Set exercise:
Pick up the article on Ryan Strome's season with the Islanders after its final sentence and keep writing it.

Excerpted text:
__________
But Strome's ability to play a solid two-way game is what has made his first full season in the NHL so impressive.
Heading into their game against the Montreal Canadiens on Saturday (7 p.m. ET; NBCSN, TVA Sports, CITY), Strome ranks third on the Islanders with 43 points (14 goals, 29 assists) in 69 games. He leads New York with a plus-19 rating.
"Plus/minus is a bit of a stat that's tough," Strome said. "I don't think it's a real great indication of a lot of things, but anytime you have good numbers I guess you just take it and roll with it. It's not really on my mind too much, but obviously you want be on for more [goals] than against."
Strome made his debut with the Islanders last season and did not look out of place, scoring seven goals with 11 assists in 37 games. New York was successful with Strome was in the lineup too; the Islanders, who finished 14th in the Eastern Conference, were 21-11-5 when he played.
The Islanders (43-23-4) trail the Canadiens, New York Rangers and Tampa Bay Lightning by one point for first place in the Eastern Conference.
__________
Pointing dataset records:
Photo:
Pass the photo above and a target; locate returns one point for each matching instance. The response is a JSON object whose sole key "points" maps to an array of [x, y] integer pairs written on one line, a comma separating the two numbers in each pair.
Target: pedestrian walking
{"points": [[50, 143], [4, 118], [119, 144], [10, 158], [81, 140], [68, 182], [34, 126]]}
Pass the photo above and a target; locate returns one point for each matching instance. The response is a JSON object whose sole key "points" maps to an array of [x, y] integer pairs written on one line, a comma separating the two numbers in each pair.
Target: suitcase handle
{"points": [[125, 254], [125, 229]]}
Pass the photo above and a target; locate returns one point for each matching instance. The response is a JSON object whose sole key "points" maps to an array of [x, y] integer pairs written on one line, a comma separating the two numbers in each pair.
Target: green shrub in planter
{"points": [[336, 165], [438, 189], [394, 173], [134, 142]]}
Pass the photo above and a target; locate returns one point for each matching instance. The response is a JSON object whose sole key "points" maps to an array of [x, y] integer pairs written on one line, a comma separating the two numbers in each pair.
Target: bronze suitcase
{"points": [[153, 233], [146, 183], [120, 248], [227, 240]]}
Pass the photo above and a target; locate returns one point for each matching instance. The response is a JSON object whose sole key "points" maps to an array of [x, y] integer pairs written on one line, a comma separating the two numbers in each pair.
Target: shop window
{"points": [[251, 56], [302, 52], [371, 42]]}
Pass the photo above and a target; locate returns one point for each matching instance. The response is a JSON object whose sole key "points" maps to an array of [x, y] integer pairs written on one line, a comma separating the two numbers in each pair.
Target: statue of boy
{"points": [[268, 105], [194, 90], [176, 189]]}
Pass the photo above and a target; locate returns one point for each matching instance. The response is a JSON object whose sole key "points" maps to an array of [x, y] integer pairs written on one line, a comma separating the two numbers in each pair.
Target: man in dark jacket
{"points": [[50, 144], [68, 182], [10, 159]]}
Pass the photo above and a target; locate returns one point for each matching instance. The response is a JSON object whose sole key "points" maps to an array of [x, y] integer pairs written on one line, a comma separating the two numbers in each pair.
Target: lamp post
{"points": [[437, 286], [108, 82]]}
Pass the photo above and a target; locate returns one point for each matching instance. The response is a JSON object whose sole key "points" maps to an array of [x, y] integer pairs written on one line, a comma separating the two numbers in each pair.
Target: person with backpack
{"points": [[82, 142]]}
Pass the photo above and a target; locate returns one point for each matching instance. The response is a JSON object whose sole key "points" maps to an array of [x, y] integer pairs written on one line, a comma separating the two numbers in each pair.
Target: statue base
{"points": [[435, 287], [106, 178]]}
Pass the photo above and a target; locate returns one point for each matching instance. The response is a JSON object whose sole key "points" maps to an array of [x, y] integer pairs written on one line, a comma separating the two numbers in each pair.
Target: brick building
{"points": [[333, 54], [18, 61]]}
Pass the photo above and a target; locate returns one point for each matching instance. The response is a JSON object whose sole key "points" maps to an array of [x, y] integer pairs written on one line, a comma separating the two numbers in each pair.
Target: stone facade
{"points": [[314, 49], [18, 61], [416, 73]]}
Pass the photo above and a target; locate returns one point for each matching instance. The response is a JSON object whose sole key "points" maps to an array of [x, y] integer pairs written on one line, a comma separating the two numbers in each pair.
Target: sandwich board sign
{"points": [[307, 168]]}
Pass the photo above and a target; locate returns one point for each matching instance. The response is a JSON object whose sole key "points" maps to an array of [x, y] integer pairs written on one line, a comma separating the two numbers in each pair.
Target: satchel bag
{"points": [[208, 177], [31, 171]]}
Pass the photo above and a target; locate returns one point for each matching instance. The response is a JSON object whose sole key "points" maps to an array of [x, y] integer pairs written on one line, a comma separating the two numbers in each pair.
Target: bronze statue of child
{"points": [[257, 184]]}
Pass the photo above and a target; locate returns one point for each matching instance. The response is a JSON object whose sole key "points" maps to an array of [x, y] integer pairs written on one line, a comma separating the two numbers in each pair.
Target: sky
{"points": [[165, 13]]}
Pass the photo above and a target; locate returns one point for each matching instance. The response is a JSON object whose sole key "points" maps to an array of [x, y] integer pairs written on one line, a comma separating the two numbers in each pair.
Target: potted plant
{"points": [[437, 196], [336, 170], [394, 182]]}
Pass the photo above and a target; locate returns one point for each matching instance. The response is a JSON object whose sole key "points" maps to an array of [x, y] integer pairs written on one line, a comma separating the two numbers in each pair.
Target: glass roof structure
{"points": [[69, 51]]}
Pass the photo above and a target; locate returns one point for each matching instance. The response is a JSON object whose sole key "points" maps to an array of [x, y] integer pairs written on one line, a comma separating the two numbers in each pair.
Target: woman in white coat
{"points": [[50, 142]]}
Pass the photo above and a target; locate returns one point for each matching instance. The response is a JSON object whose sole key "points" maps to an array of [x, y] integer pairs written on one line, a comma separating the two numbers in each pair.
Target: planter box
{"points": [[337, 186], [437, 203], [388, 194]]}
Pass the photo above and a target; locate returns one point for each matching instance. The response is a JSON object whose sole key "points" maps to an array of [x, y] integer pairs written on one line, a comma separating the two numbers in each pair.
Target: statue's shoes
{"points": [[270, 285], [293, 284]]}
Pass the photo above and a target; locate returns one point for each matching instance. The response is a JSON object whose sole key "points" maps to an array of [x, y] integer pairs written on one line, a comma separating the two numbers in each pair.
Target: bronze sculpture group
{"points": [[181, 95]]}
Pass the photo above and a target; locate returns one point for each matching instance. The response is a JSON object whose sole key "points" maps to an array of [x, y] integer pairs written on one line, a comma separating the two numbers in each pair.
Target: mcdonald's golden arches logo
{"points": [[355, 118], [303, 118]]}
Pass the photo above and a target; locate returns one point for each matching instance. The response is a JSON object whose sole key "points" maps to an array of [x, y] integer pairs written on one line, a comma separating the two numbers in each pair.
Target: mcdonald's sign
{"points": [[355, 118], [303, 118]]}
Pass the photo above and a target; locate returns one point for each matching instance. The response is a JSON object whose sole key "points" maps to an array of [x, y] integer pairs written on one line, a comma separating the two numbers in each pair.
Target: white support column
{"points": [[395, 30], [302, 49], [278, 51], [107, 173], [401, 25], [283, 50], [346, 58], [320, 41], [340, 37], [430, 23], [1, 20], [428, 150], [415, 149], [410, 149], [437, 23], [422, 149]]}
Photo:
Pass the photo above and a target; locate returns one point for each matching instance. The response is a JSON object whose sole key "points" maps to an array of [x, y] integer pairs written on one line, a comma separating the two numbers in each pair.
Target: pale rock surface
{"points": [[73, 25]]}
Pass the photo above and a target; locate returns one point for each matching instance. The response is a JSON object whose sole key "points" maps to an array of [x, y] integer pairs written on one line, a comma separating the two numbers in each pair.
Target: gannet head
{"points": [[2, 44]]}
__________
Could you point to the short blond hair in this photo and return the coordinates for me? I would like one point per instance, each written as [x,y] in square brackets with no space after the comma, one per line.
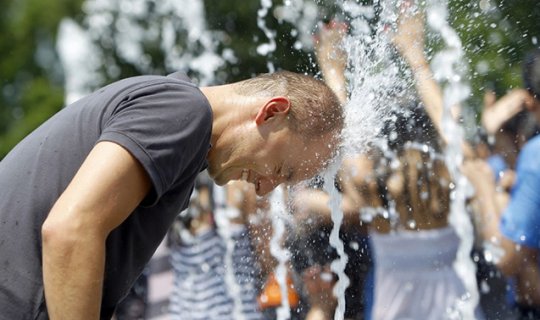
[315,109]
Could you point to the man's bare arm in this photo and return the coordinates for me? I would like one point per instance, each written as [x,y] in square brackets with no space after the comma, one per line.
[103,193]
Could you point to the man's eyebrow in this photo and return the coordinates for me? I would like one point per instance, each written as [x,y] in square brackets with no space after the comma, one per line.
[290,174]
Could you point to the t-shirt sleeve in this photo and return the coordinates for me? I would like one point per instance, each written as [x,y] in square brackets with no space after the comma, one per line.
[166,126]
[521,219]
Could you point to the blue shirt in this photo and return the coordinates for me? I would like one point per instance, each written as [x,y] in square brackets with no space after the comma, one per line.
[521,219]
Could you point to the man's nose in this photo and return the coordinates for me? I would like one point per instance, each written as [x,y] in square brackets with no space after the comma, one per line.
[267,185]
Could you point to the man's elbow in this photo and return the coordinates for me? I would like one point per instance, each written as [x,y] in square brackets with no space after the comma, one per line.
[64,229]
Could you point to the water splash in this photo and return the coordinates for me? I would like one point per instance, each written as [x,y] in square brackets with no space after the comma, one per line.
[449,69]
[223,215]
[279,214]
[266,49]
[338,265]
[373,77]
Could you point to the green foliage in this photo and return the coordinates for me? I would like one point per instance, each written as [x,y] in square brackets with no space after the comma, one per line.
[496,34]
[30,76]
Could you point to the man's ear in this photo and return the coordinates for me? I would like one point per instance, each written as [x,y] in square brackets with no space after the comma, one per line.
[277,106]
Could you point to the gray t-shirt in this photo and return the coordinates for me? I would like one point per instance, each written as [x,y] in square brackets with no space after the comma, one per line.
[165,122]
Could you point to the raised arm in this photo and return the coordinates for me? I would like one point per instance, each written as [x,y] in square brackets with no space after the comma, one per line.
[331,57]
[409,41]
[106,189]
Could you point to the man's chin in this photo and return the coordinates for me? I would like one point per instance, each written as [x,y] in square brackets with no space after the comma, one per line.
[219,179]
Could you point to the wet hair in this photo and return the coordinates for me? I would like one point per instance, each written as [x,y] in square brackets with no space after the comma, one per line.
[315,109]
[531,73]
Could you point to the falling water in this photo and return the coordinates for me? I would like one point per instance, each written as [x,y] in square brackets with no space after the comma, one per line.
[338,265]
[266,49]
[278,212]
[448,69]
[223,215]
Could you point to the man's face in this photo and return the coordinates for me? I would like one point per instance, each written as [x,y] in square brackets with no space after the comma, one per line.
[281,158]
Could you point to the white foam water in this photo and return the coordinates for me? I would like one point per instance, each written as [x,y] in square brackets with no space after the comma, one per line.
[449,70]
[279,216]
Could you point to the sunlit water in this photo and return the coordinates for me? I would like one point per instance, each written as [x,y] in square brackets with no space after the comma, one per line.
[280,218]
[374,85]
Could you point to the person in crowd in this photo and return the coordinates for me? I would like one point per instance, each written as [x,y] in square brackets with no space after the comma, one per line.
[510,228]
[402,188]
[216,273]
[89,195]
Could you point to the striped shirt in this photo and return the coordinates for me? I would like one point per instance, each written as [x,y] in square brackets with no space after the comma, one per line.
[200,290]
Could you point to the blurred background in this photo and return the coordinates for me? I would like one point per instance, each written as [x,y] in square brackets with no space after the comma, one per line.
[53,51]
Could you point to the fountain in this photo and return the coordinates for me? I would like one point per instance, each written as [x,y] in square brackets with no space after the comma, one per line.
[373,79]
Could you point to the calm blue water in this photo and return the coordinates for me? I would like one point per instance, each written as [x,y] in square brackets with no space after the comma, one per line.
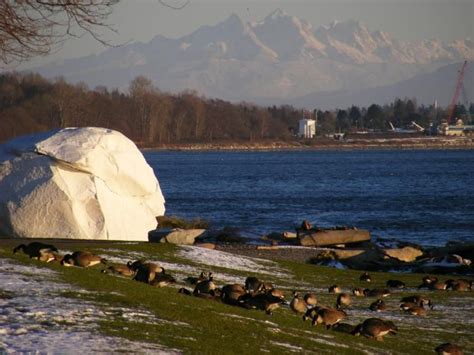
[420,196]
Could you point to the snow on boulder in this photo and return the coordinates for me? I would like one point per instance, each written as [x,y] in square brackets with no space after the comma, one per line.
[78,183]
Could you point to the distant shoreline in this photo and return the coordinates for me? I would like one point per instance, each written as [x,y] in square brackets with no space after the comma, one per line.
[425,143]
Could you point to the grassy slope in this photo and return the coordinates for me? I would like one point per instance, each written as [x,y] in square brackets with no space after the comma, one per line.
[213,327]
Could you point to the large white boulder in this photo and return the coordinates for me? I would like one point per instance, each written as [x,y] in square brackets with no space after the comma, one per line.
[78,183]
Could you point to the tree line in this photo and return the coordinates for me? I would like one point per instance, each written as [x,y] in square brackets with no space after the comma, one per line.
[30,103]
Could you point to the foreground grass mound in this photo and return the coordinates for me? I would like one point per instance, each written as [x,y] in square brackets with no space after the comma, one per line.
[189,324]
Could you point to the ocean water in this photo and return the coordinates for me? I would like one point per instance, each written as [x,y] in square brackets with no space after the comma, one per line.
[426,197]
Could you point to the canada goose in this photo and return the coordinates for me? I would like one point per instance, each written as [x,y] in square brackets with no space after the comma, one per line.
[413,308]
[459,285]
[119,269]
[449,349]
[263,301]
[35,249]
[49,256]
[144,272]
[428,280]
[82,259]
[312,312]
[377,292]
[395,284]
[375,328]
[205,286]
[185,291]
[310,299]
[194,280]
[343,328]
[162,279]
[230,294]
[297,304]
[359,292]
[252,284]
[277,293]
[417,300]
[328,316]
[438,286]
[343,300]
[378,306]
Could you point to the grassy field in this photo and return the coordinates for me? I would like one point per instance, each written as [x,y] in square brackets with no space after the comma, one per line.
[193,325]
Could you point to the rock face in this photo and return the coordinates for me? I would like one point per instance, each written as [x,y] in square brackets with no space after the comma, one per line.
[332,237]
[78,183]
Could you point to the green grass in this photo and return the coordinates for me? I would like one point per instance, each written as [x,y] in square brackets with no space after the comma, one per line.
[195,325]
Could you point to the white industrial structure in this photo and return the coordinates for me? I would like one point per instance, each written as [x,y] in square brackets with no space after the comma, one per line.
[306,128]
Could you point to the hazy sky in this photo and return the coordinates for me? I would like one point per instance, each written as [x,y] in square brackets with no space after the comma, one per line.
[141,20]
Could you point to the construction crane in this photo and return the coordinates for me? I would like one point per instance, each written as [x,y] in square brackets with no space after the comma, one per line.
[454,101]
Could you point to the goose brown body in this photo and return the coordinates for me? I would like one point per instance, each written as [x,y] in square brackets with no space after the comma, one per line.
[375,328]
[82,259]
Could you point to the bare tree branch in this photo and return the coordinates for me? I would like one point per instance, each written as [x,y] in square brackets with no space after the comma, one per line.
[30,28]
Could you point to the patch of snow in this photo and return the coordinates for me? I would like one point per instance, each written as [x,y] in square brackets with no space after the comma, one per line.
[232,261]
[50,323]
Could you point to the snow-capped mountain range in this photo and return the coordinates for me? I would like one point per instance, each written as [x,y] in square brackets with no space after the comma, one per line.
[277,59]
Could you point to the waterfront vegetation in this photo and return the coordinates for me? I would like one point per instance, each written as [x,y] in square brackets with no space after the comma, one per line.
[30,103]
__________
Exercise result:
"It's a lot of fun coming to the rink," Strome, 21, said. "We have a great team in here, and we're an even better group of guys, so it's a lot of fun. It's going to be fun down the stretch here. I think we're all looking forward to the playoffs. It's going to be a lot of our first times, or for some of us at least, so it should be good. It's something we're looking forward to. It's a lot of fun winning. This is what you prepare for all season."
Strome had some familiarity with the Islanders the moment he was drafted. He began working out with John Tavares as a 15-year-old at the Athlete Training Centre in their hometown of Mississauga, Ontario. Since then, Strome has leaned on Tavares while becoming accustomed to life in the NHL.
"He's just a great role model and a good friend and a person to talk to," Strome said. "I like to think I think the game like he does. I think to have that similarity and be able to talk about plays in the game, I think that's been a huge thing for me. When we watch our games again or we watch other games on TV, just little plays, it's good to have a hockey mind like that. I'm striving to be what he is, so that's a great role model to have."
Tavares, 24, was the first pick in the 2009 NHL Draft and was named Islanders captain prior to the 2013-14 season.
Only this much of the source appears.